Object point labels
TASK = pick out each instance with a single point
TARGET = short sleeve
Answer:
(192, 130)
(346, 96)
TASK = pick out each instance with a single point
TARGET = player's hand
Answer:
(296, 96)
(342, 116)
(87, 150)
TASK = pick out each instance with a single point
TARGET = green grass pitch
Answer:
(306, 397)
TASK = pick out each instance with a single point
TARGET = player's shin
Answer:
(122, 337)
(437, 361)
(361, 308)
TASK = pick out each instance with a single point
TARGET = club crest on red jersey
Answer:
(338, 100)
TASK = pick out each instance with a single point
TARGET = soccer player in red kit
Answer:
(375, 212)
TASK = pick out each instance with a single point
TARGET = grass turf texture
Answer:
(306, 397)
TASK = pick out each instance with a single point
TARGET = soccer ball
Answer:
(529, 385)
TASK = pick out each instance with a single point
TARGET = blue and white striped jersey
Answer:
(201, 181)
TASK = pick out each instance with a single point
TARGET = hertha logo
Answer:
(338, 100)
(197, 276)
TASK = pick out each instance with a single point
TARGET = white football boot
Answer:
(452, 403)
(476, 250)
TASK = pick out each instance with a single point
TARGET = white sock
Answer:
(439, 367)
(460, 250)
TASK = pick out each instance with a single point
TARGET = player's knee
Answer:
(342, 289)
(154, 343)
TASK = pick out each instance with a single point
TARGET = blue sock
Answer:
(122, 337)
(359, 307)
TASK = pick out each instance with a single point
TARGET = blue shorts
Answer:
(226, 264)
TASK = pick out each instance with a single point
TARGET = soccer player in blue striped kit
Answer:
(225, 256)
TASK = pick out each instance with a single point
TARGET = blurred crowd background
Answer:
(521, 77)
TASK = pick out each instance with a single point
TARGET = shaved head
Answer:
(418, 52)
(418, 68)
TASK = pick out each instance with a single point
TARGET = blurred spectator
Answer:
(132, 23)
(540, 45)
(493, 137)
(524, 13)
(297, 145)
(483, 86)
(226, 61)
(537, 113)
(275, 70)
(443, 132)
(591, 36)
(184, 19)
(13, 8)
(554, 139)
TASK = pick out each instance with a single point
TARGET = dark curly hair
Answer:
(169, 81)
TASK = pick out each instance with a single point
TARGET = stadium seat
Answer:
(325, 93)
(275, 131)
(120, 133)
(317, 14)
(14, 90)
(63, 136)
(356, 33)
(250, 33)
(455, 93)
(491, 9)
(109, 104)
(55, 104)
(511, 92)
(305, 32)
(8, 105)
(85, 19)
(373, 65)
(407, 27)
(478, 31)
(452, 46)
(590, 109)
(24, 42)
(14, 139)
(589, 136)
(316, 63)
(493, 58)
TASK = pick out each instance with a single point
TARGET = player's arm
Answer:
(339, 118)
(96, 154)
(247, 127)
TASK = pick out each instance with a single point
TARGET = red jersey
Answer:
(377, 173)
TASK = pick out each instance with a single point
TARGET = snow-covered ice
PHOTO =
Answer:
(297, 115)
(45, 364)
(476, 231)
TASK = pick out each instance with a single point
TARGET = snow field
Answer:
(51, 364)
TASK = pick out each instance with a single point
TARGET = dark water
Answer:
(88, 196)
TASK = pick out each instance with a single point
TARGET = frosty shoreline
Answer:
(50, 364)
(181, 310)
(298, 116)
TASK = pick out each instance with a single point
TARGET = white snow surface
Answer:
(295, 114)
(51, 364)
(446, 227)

GOAL
Reproduce the data in its entirety, matching each character.

ANSWER FOR THE TASK
TASK = pick out each instance with a single point
TARGET = short sleeve
Answer:
(192, 130)
(346, 96)
TASK = pick out each instance with a single point
TARGET = player's hand
Answer:
(296, 96)
(342, 116)
(87, 150)
TASK = pick out each instance with a single point
TARGET = green grass pitch
Answer:
(306, 397)
TASK = pick out each instance with a single point
TARGET = player's shin
Answer:
(122, 337)
(437, 361)
(361, 308)
TASK = pick out each instance with a single point
TARGET = club crest on red jersey
Answer:
(338, 100)
TASK = pick out each instance with a single point
TARGET = soccer player in red kit
Answer:
(375, 212)
TASK = pick out each instance with a single point
TARGET = grass turf texture
Answer:
(306, 397)
TASK = pick out each instance with a single point
TARGET = soccer ball
Answer:
(529, 385)
TASK = pick out each instance with a single point
TARGET = blue and white striped jersey
Answer:
(201, 181)
TASK = pick out each instance with a single point
TARGET = hertha logo
Answer:
(338, 100)
(197, 276)
TASK = pick out each instance with a single point
TARGET = white football boot
Answer:
(452, 403)
(476, 250)
TASK = pick out each instance with a single point
TARGET = white sock
Answer:
(439, 367)
(460, 250)
TASK = pick out each instance with a single point
TARGET = player's knee
Answer:
(342, 289)
(154, 343)
TASK = pick out each instance with a single point
TARGET = blue sock
Answer:
(122, 337)
(359, 307)
TASK = pick out each instance with a single point
TARGET = blue shorts
Answer:
(226, 264)
TASK = pick out each instance with a single point
TARGET = soccer player in blue striped kit
Answer:
(225, 256)
TASK = pick out each instance with a single point
TARGET = blurred crowd background
Answer:
(521, 77)
TASK = pick out each instance with a single point
TARGET = shaved head
Answer:
(418, 52)
(418, 68)
TASK = pick out each instance with a single point
TARGET = blurred spectator
Answer:
(132, 23)
(540, 45)
(493, 137)
(524, 13)
(297, 145)
(483, 86)
(226, 61)
(537, 113)
(275, 70)
(443, 132)
(591, 36)
(184, 19)
(13, 8)
(554, 139)
TASK = pick out each instance with a single point
TARGET = dark curly hair
Answer:
(169, 81)
TASK = pick out each instance with a single point
TARGET = stadium seat
Answer:
(325, 93)
(275, 131)
(120, 133)
(317, 14)
(14, 90)
(63, 136)
(356, 33)
(250, 33)
(455, 93)
(491, 9)
(109, 104)
(55, 104)
(511, 92)
(305, 32)
(8, 105)
(85, 19)
(373, 65)
(407, 27)
(478, 31)
(452, 46)
(590, 109)
(24, 42)
(14, 139)
(589, 136)
(316, 63)
(493, 58)
TASK = pick out each instance with a single point
TARGET = player's arm
Answer:
(339, 118)
(96, 154)
(247, 127)
TASK = pick out each instance with a single point
TARGET = red jersey
Answer:
(377, 173)
TASK = pick out each instance with a single point
TARGET = snow-covered ice
PHOTO =
Answer:
(297, 115)
(45, 364)
(476, 231)
TASK = pick out each instance with a single point
TARGET = snow field
Answer:
(51, 364)
TASK = pick out each instance with a single point
TARGET = dark water
Answer:
(88, 196)
TASK = pick out each instance with a single point
TARGET = frosty shoreline
Answer:
(50, 364)
(181, 310)
(298, 116)
TASK = pick out each instance with a single point
TARGET = white snow surface
Answer:
(295, 114)
(51, 364)
(446, 227)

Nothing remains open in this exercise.